* [What is needed] All of the data should be repeated exactly; pictures are not part of the copy.

* Begin Material shown *

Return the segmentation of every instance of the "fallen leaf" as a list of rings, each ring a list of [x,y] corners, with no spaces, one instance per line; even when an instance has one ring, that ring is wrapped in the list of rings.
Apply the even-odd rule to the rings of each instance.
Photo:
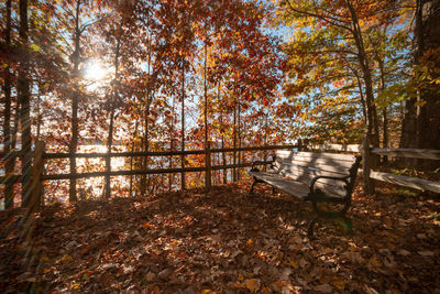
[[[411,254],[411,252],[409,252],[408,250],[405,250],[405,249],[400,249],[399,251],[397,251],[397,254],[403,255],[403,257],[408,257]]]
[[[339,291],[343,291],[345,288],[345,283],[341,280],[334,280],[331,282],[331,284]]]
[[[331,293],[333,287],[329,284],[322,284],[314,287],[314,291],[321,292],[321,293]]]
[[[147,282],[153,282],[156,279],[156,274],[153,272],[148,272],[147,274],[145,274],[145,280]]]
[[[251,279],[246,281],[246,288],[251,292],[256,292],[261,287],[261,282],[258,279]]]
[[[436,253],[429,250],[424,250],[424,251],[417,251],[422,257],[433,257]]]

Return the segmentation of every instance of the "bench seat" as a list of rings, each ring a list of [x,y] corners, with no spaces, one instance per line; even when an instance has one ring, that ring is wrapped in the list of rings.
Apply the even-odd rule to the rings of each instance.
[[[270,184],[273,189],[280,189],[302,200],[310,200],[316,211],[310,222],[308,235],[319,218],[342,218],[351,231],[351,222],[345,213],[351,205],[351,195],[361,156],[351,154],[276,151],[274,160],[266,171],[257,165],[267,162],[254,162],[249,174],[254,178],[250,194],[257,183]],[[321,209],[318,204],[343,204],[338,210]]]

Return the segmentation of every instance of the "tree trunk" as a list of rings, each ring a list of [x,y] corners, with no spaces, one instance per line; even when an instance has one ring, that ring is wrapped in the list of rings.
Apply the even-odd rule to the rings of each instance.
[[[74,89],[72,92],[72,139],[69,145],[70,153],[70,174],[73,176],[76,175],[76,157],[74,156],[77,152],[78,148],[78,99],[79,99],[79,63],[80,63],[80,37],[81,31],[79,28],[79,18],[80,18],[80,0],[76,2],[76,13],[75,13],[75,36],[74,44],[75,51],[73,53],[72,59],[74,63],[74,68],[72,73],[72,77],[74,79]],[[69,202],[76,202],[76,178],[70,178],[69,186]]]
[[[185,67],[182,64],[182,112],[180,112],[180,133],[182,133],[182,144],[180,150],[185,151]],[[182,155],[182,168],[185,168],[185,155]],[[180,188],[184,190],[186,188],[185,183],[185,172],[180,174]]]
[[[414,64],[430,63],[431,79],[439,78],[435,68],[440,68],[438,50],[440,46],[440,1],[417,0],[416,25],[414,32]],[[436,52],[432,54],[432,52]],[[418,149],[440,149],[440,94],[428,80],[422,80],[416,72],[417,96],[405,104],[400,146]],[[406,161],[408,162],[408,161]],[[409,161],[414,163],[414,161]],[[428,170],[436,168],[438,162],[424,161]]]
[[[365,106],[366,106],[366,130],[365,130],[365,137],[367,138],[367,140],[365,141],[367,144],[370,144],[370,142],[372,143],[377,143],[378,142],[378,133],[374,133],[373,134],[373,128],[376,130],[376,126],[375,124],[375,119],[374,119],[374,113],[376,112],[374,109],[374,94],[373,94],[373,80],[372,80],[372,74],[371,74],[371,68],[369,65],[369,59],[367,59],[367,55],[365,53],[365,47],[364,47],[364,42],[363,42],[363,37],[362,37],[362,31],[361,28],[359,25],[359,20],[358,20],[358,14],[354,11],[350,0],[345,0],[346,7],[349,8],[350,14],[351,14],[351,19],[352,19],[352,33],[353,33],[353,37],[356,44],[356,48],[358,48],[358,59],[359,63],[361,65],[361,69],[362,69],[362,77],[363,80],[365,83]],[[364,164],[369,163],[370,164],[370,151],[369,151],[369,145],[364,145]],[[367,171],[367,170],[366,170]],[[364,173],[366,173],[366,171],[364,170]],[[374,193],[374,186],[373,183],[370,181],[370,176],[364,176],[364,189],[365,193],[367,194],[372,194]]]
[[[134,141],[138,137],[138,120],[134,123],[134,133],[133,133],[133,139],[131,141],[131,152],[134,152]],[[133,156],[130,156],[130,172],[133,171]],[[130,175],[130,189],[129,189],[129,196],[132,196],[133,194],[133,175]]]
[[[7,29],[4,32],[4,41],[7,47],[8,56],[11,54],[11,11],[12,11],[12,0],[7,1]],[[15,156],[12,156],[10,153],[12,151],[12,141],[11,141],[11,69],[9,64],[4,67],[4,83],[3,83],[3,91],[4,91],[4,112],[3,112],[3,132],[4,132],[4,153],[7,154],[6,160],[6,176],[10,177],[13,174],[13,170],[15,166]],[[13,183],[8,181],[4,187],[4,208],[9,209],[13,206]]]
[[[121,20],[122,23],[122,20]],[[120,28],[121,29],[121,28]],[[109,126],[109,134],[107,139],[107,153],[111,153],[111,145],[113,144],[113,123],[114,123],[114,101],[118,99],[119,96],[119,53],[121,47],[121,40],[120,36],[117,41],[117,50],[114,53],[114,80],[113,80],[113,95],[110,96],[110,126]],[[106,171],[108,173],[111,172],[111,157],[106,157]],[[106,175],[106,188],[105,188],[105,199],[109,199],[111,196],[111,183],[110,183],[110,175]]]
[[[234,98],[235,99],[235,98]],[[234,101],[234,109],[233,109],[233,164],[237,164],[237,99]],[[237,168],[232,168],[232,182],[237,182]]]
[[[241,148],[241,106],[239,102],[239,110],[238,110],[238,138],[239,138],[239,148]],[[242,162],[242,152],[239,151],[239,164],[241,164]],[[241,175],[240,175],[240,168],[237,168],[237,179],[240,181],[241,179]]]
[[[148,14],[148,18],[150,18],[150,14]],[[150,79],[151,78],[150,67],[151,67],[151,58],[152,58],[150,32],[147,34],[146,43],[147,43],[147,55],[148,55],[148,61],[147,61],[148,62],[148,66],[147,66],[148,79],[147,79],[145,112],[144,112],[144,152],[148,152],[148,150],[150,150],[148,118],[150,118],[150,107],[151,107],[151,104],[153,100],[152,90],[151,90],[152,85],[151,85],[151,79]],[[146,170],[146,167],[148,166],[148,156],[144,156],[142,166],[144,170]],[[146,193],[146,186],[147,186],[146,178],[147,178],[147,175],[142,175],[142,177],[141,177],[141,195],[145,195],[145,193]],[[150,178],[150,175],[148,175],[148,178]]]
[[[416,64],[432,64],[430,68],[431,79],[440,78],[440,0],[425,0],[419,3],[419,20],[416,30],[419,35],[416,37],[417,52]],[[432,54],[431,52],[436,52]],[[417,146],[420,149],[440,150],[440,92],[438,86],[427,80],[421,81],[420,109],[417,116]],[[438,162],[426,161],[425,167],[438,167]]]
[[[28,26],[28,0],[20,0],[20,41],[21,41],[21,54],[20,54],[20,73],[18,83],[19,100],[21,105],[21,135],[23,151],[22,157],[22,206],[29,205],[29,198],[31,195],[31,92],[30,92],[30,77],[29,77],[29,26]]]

* End Material shown *

* [Exercise result]
Return the segmentation of every instance of the "fallen leaf" as a list of rings, each ring a list of [x,y] corners, with no spaces, one instance per line; even when an instance has one ring, that ring is wrapped in the list of rings.
Apply the even-odd rule to the rings of each instance.
Photo:
[[[411,254],[411,252],[409,252],[408,250],[405,250],[405,249],[400,249],[399,251],[397,251],[397,254],[403,255],[403,257],[408,257]]]
[[[339,291],[343,291],[345,288],[345,283],[341,280],[334,280],[331,282],[331,284]]]
[[[331,293],[333,287],[329,284],[322,284],[314,287],[314,291],[321,292],[321,293]]]
[[[147,282],[153,282],[156,279],[156,274],[153,272],[148,272],[147,274],[145,274],[145,280]]]
[[[251,279],[246,281],[246,288],[251,292],[256,292],[261,287],[261,282],[258,279]]]
[[[436,253],[429,250],[424,250],[424,251],[417,251],[422,257],[433,257]]]

Return the segmentation of every instance of the "bench seat" as a list of rings, each ring a list of [x,y] corners, with no spaces, one instance per line; even when an instance has one ring, that ring is wrapped in the list of rings.
Apply the even-odd rule to the rings of each instance.
[[[270,184],[273,189],[280,189],[302,200],[310,200],[316,211],[310,222],[308,235],[319,218],[342,218],[351,231],[351,222],[345,213],[351,205],[351,195],[361,156],[351,154],[276,151],[274,160],[266,171],[257,165],[267,162],[254,162],[249,174],[254,178],[250,194],[257,183]],[[321,209],[318,204],[343,204],[338,210]]]

Return the segmentation of every instance of the "tree trunk" as a list of rings, each ring a list of [x,y] corners, with no spaces, one instance per line; even when an instance has one ring, that ring is wrapped in the list of rings.
Apply the even-odd rule to the rings of each instance.
[[[74,89],[72,92],[72,139],[69,145],[70,153],[70,174],[73,176],[76,175],[76,157],[74,156],[77,152],[78,148],[78,99],[79,99],[79,63],[80,63],[80,37],[81,31],[79,28],[79,18],[80,18],[80,0],[76,2],[76,13],[75,13],[75,36],[74,44],[75,51],[73,53],[72,59],[74,63],[74,68],[72,73],[72,77],[74,79]],[[69,202],[76,202],[76,178],[70,178],[69,186]]]
[[[185,67],[182,64],[182,112],[180,112],[180,133],[182,133],[182,144],[180,150],[185,151]],[[182,155],[182,168],[185,168],[185,155]],[[180,188],[184,190],[186,188],[185,183],[185,172],[180,174]]]
[[[414,64],[430,63],[431,79],[439,78],[435,68],[440,68],[438,50],[440,46],[440,1],[417,0],[416,25],[414,32]],[[436,52],[432,54],[432,52]],[[418,149],[440,149],[440,94],[428,80],[422,80],[416,72],[417,96],[405,104],[400,146]],[[406,161],[408,162],[408,161]],[[409,161],[414,163],[414,161]],[[428,170],[436,168],[438,162],[424,161]]]
[[[365,106],[366,106],[366,130],[365,130],[365,137],[367,138],[367,140],[365,141],[367,144],[370,144],[370,142],[372,143],[377,143],[378,142],[378,133],[374,133],[373,134],[373,128],[376,130],[376,126],[375,124],[375,119],[374,119],[374,113],[376,112],[374,109],[374,94],[373,94],[373,80],[372,80],[372,74],[371,74],[371,68],[369,65],[369,59],[367,59],[367,55],[365,53],[365,47],[364,47],[364,42],[363,42],[363,37],[362,37],[362,31],[361,28],[359,25],[359,20],[358,20],[358,14],[354,11],[350,0],[345,0],[346,7],[349,8],[350,14],[351,14],[351,19],[352,19],[352,33],[353,33],[353,37],[356,44],[356,48],[358,48],[358,59],[359,63],[361,65],[361,69],[362,69],[362,77],[363,80],[365,83]],[[364,164],[369,163],[370,164],[370,151],[369,151],[369,145],[364,145]],[[367,171],[367,170],[366,170]],[[364,173],[366,173],[366,171],[364,170]],[[374,193],[374,186],[373,183],[370,181],[370,176],[364,176],[364,189],[365,193],[367,194],[372,194]]]
[[[134,141],[138,137],[138,120],[134,123],[134,133],[133,133],[133,139],[131,141],[131,152],[134,152]],[[133,156],[130,156],[130,172],[133,171]],[[130,175],[130,189],[129,189],[129,196],[132,196],[133,194],[133,175]]]
[[[7,29],[4,32],[4,41],[7,47],[8,56],[11,54],[11,11],[12,11],[12,0],[7,1]],[[15,156],[12,156],[10,153],[12,151],[12,141],[11,141],[11,69],[9,64],[4,67],[4,83],[3,83],[3,91],[4,91],[4,112],[3,112],[3,132],[4,132],[4,153],[7,154],[6,160],[6,176],[10,177],[13,174],[13,170],[15,166]],[[13,183],[8,181],[4,187],[4,208],[9,209],[13,206]]]
[[[121,20],[122,23],[122,20]],[[120,28],[121,29],[121,28]],[[109,126],[109,134],[107,139],[107,153],[111,153],[111,145],[113,144],[113,123],[114,123],[114,101],[118,99],[119,96],[119,53],[121,47],[121,40],[120,36],[117,41],[117,50],[114,53],[114,80],[113,80],[113,95],[110,96],[110,126]],[[106,171],[108,173],[111,172],[111,157],[106,157]],[[106,175],[106,188],[105,188],[105,199],[109,199],[111,196],[111,183],[110,183],[110,175]]]
[[[234,98],[235,99],[235,98]],[[234,101],[234,109],[233,109],[233,164],[237,164],[237,99]],[[237,168],[232,168],[232,182],[237,182]]]
[[[241,148],[241,106],[239,102],[239,110],[238,110],[238,138],[239,138],[239,148]],[[242,162],[242,152],[239,151],[239,164],[241,164]],[[241,175],[240,175],[240,168],[237,168],[237,179],[240,181],[241,179]]]
[[[148,14],[148,18],[150,18],[150,14]],[[150,79],[151,78],[150,67],[151,67],[151,58],[152,58],[150,32],[147,34],[146,43],[147,43],[147,55],[148,55],[148,61],[147,61],[148,62],[148,66],[147,66],[148,79],[147,79],[145,112],[144,112],[144,152],[148,152],[148,150],[150,150],[148,118],[150,118],[150,107],[151,107],[151,104],[153,100],[152,90],[151,90],[152,85],[151,85],[151,79]],[[146,170],[146,167],[148,166],[148,156],[144,156],[142,166],[144,170]],[[146,193],[146,186],[147,186],[146,178],[147,178],[147,175],[142,175],[142,177],[141,177],[141,195],[145,195],[145,193]],[[150,178],[150,175],[148,175],[148,178]]]
[[[416,64],[432,64],[430,68],[431,79],[440,78],[440,0],[425,0],[419,3],[419,20],[416,30],[419,35],[416,37],[417,52]],[[432,54],[431,52],[436,52]],[[417,146],[420,149],[440,150],[440,92],[438,86],[427,80],[421,81],[420,109],[417,116]],[[438,162],[426,161],[425,167],[438,167]]]
[[[28,26],[28,0],[20,0],[20,41],[21,41],[21,54],[20,54],[20,73],[18,83],[19,100],[21,105],[21,135],[23,151],[22,157],[22,206],[29,205],[29,198],[31,195],[31,92],[30,92],[30,77],[29,77],[29,26]]]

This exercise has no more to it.